WHAT IS NEEDED: Reproduce the data that follows in its entirety, character for character.

(Object position labeling entries)
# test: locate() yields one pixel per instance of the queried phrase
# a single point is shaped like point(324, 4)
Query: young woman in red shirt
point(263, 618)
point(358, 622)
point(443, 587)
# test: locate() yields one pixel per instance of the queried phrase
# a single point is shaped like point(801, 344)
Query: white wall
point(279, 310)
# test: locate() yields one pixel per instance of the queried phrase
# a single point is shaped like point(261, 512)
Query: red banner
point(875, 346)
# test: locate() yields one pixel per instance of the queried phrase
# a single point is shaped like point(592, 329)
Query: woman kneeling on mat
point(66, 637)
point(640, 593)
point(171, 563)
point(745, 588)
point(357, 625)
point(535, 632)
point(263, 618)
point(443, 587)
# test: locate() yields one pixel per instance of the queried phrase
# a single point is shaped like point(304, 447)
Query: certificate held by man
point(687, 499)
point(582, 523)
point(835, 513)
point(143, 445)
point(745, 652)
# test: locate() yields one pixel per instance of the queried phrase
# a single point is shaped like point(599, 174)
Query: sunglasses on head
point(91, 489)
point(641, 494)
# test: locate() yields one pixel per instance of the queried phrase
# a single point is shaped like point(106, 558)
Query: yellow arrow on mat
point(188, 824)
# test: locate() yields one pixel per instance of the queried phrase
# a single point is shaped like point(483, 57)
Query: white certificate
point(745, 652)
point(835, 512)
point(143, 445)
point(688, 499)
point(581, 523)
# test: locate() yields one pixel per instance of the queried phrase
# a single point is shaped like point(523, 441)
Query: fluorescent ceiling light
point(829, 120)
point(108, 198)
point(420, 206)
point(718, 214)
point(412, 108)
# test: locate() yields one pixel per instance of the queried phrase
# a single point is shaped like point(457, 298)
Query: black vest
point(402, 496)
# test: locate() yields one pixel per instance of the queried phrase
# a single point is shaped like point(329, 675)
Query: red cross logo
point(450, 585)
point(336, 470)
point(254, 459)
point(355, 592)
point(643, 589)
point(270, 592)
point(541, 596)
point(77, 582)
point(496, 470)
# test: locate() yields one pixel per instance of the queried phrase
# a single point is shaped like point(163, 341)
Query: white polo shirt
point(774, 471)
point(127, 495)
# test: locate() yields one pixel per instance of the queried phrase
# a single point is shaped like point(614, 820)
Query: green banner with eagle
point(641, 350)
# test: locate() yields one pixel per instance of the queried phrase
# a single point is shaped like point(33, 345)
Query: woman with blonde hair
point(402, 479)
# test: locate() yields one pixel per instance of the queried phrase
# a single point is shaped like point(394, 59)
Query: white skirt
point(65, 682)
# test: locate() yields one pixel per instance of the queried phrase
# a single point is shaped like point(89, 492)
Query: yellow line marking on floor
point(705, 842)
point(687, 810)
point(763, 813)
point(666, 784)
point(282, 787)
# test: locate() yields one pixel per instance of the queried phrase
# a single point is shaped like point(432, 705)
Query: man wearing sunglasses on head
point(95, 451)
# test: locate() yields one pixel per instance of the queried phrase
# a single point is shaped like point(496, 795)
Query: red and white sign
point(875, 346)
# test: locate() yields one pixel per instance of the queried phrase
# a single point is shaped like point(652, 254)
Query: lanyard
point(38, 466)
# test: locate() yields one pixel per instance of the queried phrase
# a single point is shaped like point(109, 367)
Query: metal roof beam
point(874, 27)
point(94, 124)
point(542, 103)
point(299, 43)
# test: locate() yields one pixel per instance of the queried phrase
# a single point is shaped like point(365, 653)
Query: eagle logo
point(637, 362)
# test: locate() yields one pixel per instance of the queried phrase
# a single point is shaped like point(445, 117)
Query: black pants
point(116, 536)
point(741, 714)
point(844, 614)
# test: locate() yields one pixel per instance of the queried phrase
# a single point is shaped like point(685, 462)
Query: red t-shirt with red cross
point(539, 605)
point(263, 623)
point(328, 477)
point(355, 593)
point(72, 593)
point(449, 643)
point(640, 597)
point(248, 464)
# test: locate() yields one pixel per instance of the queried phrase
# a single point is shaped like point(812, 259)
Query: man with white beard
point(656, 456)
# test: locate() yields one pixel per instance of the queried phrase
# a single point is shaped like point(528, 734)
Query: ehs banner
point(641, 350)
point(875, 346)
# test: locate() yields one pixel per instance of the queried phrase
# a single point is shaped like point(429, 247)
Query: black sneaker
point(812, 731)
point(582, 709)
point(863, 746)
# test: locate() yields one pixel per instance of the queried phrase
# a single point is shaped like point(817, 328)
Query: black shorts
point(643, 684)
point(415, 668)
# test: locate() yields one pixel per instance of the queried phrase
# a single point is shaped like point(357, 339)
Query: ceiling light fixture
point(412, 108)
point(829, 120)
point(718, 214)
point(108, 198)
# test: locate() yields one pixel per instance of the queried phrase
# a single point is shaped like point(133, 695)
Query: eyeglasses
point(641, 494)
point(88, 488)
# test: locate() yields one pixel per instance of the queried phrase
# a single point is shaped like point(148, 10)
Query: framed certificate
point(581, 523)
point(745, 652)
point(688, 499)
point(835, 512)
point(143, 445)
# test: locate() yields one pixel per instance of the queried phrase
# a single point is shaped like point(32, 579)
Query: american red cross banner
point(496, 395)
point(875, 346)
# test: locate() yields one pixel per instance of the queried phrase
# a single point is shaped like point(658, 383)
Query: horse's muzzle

RESULT FOR THIS TASK:
# test: locate() yields one pixel per instance of the queried phrase
# a single point is shaped like point(324, 4)
Query: young woman in red shirt
point(263, 618)
point(358, 622)
point(443, 587)
# test: locate() yields one pixel per instance of the queried phrase
# a single point is shaped like point(801, 344)
Query: white wall
point(279, 310)
# test: locate() yields one pixel per instance of the queried phrase
# a single point is shaped like point(261, 512)
Query: red banner
point(875, 346)
# test: locate() yields one pixel per instance of the queried phrase
# a single point is shaped like point(592, 329)
Query: woman kneeling on mat
point(66, 637)
point(640, 593)
point(171, 563)
point(745, 588)
point(357, 625)
point(535, 632)
point(263, 618)
point(443, 587)
# test: locate() yields one pixel per instance of the queried phrase
# a single point is shaped like point(304, 447)
Query: certificate held by man
point(687, 499)
point(582, 523)
point(835, 513)
point(143, 445)
point(745, 652)
# test: locate() yields one pixel per instance of the queried phrase
# a single point is shaped like point(599, 174)
Query: sunglasses on head
point(91, 489)
point(641, 494)
# test: locate() yields one pixel per instance of the queried phrase
# a single point is shaped like point(106, 558)
Query: yellow arrow on mat
point(188, 824)
# test: locate() yields one pixel per instance of the queried phrase
# a single point is shaped like point(483, 57)
Query: white certificate
point(745, 652)
point(835, 512)
point(143, 445)
point(688, 499)
point(581, 523)
# test: locate() yields one pixel per instance of the queried phrase
# a single point is shaped like point(523, 441)
Query: fluorescent ceiling light
point(829, 120)
point(108, 198)
point(420, 206)
point(718, 214)
point(412, 108)
# test: locate() yields one pixel per instance of the queried phrase
# a single point is shaped like point(457, 298)
Query: black vest
point(402, 496)
# test: locate() yields one pixel per instance of the queried phrase
# a single point is shaped like point(329, 675)
Query: red cross logo
point(450, 585)
point(336, 470)
point(254, 459)
point(355, 592)
point(643, 589)
point(270, 592)
point(541, 596)
point(77, 582)
point(496, 470)
# test: locate() yields one pixel per instance of the queried phrase
# a single point is shaped like point(163, 341)
Query: white polo shirt
point(774, 471)
point(127, 495)
# test: locate() yields one pixel per instance of the queried phrase
# a single point is shaped like point(614, 820)
Query: green banner with eagle
point(641, 350)
# test: locate() yields one pixel per instance of the queried phrase
# a single point is shaped like point(33, 345)
Query: woman with blonde hair
point(402, 479)
# test: locate() yields one pixel per instance of the queried phrase
# a single point is shaped like point(394, 59)
Query: white skirt
point(65, 682)
# test: locate() yields one pixel per instance of the queried phrase
# a single point is shaped like point(89, 492)
Query: yellow line marking on floor
point(705, 842)
point(687, 810)
point(763, 813)
point(666, 784)
point(282, 787)
# test: locate() yields one pixel per instance of the queried phrase
# a single point is shaped like point(432, 705)
Query: man wearing sunglasses on head
point(95, 451)
# test: locate() yields one pixel per instance of the queried phrase
# a single point is shaped like point(496, 795)
Query: red and white sign
point(875, 346)
# test: locate() yields one pixel per instance of the queried phrase
# a single point is shaped like point(652, 254)
Query: lanyard
point(38, 466)
# test: locate() yields one pixel per instance of the queried phrase
# a single point is shaped like point(109, 367)
Query: metal roof beam
point(874, 27)
point(94, 124)
point(542, 103)
point(299, 43)
# test: locate() yields one pixel per instance of the queried phrase
# a single point is shaped like point(365, 653)
Query: eagle logo
point(637, 362)
# test: locate() yields one pixel per instance of the queried phrase
# a single point is shaped like point(445, 117)
Query: black pants
point(116, 536)
point(741, 714)
point(844, 614)
# test: locate() yields one pixel per instance of the queried phrase
# a single point is shaped like point(685, 462)
Query: red t-shirt with red cross
point(539, 605)
point(263, 623)
point(328, 477)
point(355, 593)
point(72, 593)
point(449, 643)
point(640, 597)
point(248, 464)
# test: locate() yields one pixel per instance of the queried phrase
# a single point is shaped like point(812, 259)
Query: man with white beard
point(656, 456)
# test: locate() yields one pixel per instance of the queried phrase
# a single point is shaped like point(528, 734)
Query: ehs banner
point(641, 350)
point(875, 346)
# test: locate() yields one pixel per instance of the queried phrase
# a single point is shaped like point(429, 247)
Query: black sneaker
point(812, 731)
point(582, 709)
point(863, 746)
# test: locate() yields one pixel per instance of the queried phrase
# a single point is shaped like point(817, 328)
Query: black shorts
point(643, 684)
point(415, 668)
# test: locate() yields one pixel per instance of the queried phrase
# a single point is shaped like point(357, 339)
Query: ceiling light fixture
point(412, 108)
point(829, 120)
point(718, 214)
point(108, 198)
# test: locate() yields one pixel per instance of the queried phrase
# a single point is shaped like point(133, 695)
Query: eyeglasses
point(641, 494)
point(88, 488)
# test: locate() yields one pixel per instance of the queried phrase
# a single point is shaped like point(148, 10)
Query: framed certificate
point(581, 523)
point(745, 652)
point(688, 499)
point(835, 512)
point(143, 445)
# test: locate() yields one pixel per instance of the queried phrase
# a single point is shaped like point(32, 579)
Query: american red cross banner
point(496, 395)
point(875, 346)
# test: locate() yields one pixel per instance of the queried phrase
# a single point is shaped like point(658, 383)
Query: horse's muzzle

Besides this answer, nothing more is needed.